(Extracted data entries)
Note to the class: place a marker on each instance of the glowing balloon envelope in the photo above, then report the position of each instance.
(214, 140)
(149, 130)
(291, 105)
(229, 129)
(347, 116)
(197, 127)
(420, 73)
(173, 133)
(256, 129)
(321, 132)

— YOUR GOAL —
The answer must consist of every entry, set down exactly as given.

— ANSWER TO THIS PROBLEM —
Note to the class: place a marker on each instance of the glowing balloon envelope in the photo above, then report the position of each instance.
(214, 140)
(149, 130)
(291, 105)
(229, 129)
(347, 116)
(197, 127)
(420, 73)
(173, 133)
(256, 129)
(321, 132)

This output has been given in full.